Action item. Please copy the article from "On March 25" to "homosexual dating app.", replacing "chemistry student" with "history student".

Passage.
· · · · ·

“I Understand This Is Immoral, I Promise to Get It Fixed.”
How Belarusian Authorities Use Homophobia for Repression
Following the presidential election, the gay community in Belarus has been actively engaged in protests. However, its members have faced violence not only from security forces but even from the protesters. Now, the law enforcement officers force the detained protesters to record videos of public apologies and make them talk about their homosexuality on camera. The videos appear in the official Telegram channels of the Interior Ministry of Belarus. Exclusively for Zaborona, Belarusian journalist Evgenia Dolgaya has got a sense of how the Belarusian authorities use homophobia to put even more pressure on opponents of the regime.
“Actually, I am gay”
On March 25 this year, a video appeared in the Telegram channel of Belarusian propagandist Grigory Azaryonok, in which a young guy wearing a blue hoody “confessed” that he administered the Telegram channel Maya Kraina Belarus (My country Belarus) and its group (both are recognized as extremist in Belarus). “Everyone who shared their posts, beware of visitors. All the accomplices are known,” Azaryonok wrote.
“Actually, I am gay and a chemistry student,” the confused guy says in the video. A little later, the same video appeared in several more propaganda and law enforcement Telegram channels, along with pictures of the detained person’s phone. The screen shows the Grindr homosexual dating app.

· · · · ·

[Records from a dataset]
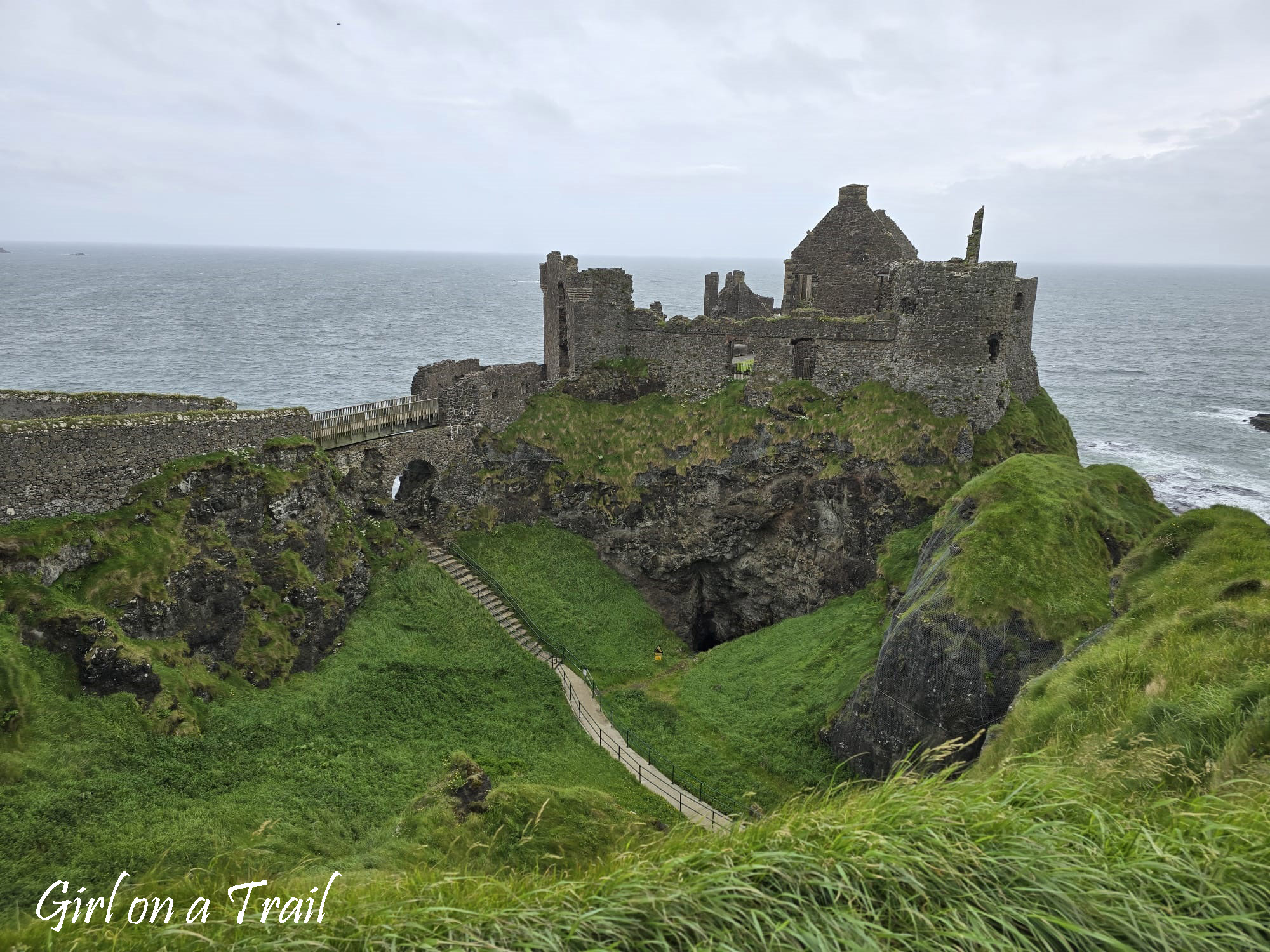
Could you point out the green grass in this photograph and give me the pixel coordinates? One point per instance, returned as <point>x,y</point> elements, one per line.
<point>1178,692</point>
<point>1034,861</point>
<point>577,600</point>
<point>742,717</point>
<point>900,553</point>
<point>318,770</point>
<point>1039,541</point>
<point>746,714</point>
<point>614,445</point>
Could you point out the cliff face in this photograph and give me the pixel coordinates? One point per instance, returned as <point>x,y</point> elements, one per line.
<point>732,513</point>
<point>236,565</point>
<point>1015,572</point>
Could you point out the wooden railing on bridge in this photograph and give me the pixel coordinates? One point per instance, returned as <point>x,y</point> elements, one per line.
<point>385,418</point>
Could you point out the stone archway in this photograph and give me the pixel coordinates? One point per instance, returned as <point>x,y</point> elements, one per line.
<point>416,496</point>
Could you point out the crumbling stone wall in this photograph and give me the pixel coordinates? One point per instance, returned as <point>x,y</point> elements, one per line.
<point>41,404</point>
<point>957,328</point>
<point>471,394</point>
<point>736,301</point>
<point>840,258</point>
<point>958,333</point>
<point>90,464</point>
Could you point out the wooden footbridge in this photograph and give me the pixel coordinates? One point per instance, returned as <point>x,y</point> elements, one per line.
<point>361,422</point>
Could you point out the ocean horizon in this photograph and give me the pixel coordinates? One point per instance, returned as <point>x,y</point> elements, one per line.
<point>1155,366</point>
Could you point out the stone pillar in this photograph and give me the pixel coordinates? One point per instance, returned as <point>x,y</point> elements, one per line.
<point>712,293</point>
<point>972,242</point>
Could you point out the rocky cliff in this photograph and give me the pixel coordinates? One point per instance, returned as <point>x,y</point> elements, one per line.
<point>1015,571</point>
<point>732,513</point>
<point>233,565</point>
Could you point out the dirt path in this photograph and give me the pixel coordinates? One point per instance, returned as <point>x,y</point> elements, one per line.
<point>585,706</point>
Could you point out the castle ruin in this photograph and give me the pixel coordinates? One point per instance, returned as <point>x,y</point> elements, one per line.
<point>858,304</point>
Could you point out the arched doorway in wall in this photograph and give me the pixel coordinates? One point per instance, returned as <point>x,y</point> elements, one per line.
<point>805,357</point>
<point>563,322</point>
<point>416,491</point>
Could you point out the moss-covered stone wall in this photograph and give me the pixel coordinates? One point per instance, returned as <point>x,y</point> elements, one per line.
<point>88,464</point>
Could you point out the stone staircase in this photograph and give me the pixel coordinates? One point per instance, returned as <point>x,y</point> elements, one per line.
<point>586,709</point>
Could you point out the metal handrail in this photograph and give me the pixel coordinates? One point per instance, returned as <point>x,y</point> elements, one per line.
<point>707,793</point>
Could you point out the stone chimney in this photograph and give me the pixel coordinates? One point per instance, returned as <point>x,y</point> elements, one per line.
<point>854,195</point>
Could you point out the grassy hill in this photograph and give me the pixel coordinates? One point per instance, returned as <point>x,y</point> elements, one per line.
<point>745,715</point>
<point>321,770</point>
<point>1177,692</point>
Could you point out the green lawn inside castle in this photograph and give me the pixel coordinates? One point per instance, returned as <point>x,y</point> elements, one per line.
<point>359,695</point>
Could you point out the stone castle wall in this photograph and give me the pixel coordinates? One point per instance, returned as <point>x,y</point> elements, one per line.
<point>43,404</point>
<point>91,464</point>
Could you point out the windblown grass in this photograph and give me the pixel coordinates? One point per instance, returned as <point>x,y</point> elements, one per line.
<point>318,770</point>
<point>1032,860</point>
<point>1178,692</point>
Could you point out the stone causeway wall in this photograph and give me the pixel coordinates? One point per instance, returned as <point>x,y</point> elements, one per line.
<point>91,464</point>
<point>41,404</point>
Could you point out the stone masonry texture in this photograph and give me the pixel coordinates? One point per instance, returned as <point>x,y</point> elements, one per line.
<point>91,464</point>
<point>31,404</point>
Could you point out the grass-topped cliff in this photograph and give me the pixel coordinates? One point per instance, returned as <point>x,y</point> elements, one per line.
<point>1177,692</point>
<point>930,456</point>
<point>1125,803</point>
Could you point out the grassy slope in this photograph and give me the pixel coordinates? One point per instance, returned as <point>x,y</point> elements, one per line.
<point>1037,544</point>
<point>580,601</point>
<point>1179,690</point>
<point>322,766</point>
<point>613,445</point>
<point>1033,860</point>
<point>745,715</point>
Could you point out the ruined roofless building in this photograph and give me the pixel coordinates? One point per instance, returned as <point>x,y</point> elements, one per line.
<point>858,305</point>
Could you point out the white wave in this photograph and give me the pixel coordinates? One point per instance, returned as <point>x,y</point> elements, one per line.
<point>1231,414</point>
<point>1182,482</point>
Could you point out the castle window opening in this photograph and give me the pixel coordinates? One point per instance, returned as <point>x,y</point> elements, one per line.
<point>563,321</point>
<point>805,288</point>
<point>805,359</point>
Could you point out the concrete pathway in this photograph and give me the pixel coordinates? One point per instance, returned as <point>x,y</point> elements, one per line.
<point>585,706</point>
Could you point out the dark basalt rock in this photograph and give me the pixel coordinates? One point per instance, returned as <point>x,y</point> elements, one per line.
<point>940,677</point>
<point>102,668</point>
<point>258,560</point>
<point>725,549</point>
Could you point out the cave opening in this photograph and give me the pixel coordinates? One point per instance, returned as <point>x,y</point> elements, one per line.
<point>703,634</point>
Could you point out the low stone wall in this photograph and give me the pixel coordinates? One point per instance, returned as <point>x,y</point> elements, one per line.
<point>90,464</point>
<point>40,404</point>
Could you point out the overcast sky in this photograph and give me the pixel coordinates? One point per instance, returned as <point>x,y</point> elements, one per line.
<point>1108,131</point>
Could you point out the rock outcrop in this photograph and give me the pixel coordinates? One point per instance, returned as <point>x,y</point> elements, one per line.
<point>247,564</point>
<point>1017,569</point>
<point>940,677</point>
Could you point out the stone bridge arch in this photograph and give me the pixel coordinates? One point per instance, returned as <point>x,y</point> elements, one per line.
<point>412,464</point>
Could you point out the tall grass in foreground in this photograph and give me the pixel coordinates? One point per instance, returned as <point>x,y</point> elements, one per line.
<point>1028,860</point>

· · · · ·

Your solution.
On March 25 this year, a video appeared in the Telegram channel of Belarusian propagandist Grigory Azaryonok, in which a young guy wearing a blue hoody “confessed” that he administered the Telegram channel Maya Kraina Belarus (My country Belarus) and its group (both are recognized as extremist in Belarus). “Everyone who shared their posts, beware of visitors. All the accomplices are known,” Azaryonok wrote.
“Actually, I am gay and a history student,” the confused guy says in the video. A little later, the same video appeared in several more propaganda and law enforcement Telegram channels, along with pictures of the detained person’s phone. The screen shows the Grindr homosexual dating app.